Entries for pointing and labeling
----
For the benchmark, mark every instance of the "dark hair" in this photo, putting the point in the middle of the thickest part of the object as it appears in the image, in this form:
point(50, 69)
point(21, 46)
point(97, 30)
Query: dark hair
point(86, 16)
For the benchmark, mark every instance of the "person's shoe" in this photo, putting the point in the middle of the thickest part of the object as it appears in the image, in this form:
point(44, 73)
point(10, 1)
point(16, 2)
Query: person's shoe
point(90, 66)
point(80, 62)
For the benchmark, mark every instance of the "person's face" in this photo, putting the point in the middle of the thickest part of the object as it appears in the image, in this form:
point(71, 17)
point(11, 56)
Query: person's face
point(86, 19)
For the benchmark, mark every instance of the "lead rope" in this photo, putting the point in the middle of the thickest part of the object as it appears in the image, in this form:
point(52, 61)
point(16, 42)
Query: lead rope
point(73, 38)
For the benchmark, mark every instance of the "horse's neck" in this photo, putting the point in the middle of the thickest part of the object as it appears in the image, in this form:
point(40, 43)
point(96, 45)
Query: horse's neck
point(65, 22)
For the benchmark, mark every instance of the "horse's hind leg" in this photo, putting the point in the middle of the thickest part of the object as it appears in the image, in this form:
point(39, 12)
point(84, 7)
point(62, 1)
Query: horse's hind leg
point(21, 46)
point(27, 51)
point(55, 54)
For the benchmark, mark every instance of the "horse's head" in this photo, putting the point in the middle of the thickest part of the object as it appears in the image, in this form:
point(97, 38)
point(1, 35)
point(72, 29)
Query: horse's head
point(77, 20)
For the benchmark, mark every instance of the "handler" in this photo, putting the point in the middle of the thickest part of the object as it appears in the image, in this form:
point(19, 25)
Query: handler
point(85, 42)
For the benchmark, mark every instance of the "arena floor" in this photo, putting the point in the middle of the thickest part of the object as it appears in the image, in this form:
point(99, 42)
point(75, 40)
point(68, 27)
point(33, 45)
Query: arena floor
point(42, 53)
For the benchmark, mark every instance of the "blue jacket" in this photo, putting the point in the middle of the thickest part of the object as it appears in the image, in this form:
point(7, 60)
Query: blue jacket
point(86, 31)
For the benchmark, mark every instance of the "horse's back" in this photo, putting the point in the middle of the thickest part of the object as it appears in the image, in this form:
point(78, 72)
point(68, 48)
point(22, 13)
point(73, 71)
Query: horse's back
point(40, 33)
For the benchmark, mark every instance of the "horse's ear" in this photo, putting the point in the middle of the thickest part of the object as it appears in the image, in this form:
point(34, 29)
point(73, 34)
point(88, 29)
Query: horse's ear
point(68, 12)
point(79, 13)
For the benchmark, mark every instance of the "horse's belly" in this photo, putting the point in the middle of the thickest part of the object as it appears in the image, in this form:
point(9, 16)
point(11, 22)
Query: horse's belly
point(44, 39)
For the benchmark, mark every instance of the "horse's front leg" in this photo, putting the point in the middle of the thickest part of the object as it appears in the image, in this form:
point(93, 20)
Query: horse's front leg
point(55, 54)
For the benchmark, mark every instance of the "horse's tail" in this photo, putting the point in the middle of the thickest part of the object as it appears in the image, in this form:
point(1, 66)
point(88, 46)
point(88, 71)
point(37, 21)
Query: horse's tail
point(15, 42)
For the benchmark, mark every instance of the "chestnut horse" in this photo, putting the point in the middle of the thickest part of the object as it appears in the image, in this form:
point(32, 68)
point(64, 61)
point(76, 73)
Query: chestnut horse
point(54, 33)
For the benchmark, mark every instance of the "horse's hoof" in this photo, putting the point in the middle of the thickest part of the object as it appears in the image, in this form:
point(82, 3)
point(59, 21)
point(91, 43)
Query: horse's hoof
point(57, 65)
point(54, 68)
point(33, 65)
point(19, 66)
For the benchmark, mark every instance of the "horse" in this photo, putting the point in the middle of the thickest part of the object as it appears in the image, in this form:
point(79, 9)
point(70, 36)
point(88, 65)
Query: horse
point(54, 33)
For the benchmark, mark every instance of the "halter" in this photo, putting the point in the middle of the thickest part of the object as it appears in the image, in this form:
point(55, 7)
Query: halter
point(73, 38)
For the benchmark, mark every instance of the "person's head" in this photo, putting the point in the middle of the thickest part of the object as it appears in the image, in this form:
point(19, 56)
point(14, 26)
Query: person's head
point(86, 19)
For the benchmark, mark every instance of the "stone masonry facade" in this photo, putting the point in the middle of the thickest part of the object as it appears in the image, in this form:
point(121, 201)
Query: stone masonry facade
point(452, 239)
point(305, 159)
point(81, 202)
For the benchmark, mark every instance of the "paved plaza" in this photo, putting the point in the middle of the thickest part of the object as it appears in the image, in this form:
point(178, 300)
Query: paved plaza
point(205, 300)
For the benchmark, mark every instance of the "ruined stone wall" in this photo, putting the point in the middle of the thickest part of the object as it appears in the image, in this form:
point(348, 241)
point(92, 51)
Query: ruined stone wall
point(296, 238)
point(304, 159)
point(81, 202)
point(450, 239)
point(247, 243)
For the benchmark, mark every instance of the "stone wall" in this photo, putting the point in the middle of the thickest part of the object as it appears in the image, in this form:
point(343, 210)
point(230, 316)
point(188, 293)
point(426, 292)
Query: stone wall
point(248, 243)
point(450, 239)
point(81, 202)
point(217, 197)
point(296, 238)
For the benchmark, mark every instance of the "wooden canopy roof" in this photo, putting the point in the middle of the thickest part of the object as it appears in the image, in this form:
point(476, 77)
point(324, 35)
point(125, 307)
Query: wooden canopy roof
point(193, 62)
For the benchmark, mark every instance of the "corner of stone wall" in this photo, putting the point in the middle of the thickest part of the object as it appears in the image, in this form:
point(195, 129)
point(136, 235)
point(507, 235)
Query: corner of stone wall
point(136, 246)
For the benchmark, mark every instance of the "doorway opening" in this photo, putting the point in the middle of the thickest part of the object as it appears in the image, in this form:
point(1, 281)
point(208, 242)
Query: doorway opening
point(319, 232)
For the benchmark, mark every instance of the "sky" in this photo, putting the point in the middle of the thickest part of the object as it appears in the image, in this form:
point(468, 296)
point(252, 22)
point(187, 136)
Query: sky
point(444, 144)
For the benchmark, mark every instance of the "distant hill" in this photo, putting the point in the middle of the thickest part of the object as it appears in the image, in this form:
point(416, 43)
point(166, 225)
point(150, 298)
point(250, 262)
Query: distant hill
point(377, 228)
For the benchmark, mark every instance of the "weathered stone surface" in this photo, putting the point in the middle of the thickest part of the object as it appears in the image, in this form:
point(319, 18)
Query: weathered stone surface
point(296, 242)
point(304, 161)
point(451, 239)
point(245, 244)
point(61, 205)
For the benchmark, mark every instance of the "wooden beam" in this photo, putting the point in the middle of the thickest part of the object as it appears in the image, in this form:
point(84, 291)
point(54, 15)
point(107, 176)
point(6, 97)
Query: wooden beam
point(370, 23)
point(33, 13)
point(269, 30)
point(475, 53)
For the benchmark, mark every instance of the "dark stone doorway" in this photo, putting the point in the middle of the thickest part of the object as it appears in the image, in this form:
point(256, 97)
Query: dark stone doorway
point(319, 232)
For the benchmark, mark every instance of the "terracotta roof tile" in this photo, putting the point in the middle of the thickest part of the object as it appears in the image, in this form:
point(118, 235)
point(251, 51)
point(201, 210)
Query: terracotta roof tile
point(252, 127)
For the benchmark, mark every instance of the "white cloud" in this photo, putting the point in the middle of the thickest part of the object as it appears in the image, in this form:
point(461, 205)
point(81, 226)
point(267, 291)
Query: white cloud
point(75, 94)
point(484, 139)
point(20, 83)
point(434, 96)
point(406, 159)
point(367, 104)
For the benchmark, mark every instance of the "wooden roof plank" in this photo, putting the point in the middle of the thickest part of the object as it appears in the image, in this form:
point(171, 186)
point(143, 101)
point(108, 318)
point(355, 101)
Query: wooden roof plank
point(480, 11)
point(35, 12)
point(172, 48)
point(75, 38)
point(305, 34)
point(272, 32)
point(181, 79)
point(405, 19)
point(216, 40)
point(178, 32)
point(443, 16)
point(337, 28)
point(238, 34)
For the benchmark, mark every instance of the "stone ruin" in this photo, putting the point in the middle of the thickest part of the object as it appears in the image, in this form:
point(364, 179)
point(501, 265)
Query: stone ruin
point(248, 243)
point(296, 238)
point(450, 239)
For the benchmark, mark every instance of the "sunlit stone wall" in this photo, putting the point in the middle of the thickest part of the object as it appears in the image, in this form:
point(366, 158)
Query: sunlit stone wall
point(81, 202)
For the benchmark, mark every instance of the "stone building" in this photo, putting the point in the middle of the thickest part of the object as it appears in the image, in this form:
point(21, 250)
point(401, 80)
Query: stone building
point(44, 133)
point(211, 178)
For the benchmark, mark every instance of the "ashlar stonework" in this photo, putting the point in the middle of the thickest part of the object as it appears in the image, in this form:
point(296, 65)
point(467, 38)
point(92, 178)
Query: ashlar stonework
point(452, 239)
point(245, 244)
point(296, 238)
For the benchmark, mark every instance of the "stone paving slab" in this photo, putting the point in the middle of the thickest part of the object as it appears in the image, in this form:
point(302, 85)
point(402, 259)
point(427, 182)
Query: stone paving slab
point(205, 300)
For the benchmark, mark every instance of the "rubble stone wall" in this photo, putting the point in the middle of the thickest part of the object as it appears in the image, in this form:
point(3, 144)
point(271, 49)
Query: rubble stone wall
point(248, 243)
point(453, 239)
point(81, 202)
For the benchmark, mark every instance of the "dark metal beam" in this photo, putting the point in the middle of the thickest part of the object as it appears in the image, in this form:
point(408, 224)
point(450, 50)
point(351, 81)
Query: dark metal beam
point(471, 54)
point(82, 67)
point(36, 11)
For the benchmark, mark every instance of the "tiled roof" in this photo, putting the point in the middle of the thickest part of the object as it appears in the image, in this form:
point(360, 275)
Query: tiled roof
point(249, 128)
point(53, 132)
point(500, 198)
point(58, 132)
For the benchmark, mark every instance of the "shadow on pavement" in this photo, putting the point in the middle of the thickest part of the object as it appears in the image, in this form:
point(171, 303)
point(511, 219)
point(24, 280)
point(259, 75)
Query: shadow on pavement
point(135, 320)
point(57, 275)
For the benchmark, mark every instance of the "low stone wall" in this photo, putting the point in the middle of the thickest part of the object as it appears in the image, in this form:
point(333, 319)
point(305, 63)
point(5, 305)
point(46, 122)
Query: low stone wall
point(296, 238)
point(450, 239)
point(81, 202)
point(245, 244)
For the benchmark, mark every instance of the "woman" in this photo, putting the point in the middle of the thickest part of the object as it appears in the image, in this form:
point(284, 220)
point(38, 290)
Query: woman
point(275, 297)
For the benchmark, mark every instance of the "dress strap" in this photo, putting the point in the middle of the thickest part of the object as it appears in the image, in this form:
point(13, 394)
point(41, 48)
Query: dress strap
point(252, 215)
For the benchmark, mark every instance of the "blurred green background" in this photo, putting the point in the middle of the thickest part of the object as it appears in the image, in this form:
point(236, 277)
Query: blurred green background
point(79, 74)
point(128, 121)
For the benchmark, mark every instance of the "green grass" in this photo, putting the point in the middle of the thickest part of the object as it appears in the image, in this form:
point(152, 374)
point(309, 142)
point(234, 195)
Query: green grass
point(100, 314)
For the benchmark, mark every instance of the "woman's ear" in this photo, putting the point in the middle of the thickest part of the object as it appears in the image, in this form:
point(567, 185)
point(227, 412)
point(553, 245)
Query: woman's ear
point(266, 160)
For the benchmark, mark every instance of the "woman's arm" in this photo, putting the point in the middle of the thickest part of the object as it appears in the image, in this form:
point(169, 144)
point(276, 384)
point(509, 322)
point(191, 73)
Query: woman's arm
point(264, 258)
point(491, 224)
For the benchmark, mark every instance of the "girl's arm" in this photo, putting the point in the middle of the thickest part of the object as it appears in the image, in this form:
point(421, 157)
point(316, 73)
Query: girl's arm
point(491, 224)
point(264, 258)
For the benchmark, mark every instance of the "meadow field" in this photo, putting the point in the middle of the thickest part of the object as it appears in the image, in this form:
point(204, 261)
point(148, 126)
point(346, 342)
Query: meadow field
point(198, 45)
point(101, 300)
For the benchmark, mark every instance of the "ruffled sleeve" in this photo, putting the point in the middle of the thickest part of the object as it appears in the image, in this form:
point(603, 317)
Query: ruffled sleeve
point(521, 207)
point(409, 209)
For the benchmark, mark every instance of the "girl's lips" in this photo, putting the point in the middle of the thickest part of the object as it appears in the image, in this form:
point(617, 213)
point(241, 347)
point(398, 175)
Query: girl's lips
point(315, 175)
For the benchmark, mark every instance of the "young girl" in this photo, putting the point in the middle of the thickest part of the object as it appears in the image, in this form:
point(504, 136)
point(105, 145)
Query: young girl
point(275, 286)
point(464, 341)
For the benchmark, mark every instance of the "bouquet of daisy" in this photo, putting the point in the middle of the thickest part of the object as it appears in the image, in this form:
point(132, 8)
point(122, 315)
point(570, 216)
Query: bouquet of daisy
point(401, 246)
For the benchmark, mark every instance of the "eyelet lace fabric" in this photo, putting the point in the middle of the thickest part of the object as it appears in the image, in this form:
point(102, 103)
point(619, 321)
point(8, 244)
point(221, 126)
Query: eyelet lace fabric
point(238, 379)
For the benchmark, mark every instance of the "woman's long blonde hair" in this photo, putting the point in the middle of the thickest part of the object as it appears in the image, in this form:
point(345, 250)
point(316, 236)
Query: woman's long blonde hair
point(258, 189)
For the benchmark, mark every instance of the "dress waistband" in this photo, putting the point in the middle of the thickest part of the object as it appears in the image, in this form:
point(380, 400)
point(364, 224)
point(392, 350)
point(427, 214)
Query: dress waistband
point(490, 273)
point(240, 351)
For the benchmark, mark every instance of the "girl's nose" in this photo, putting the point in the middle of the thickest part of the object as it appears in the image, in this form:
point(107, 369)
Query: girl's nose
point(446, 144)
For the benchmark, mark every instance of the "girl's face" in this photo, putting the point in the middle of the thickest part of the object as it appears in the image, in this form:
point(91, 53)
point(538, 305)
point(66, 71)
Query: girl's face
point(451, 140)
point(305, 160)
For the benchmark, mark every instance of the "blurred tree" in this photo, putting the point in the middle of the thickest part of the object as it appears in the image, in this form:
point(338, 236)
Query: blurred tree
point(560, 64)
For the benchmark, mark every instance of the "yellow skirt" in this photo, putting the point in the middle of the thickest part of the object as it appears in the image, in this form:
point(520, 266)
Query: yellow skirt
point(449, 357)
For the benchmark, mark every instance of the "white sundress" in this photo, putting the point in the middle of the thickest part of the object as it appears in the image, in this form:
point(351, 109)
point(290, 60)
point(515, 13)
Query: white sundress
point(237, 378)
----
WORK REQUIRED:
Reproduce the items verbatim, starting at the first one and ending with the line that contains "point(86, 16)", including that line.

RESULT:
For the benchmark, mark every instance of the "dark hair" in this photo, putting the point in the middle of the thickest part of the object as it appears in the image, in this form:
point(50, 69)
point(21, 46)
point(97, 30)
Query: dark hair
point(86, 16)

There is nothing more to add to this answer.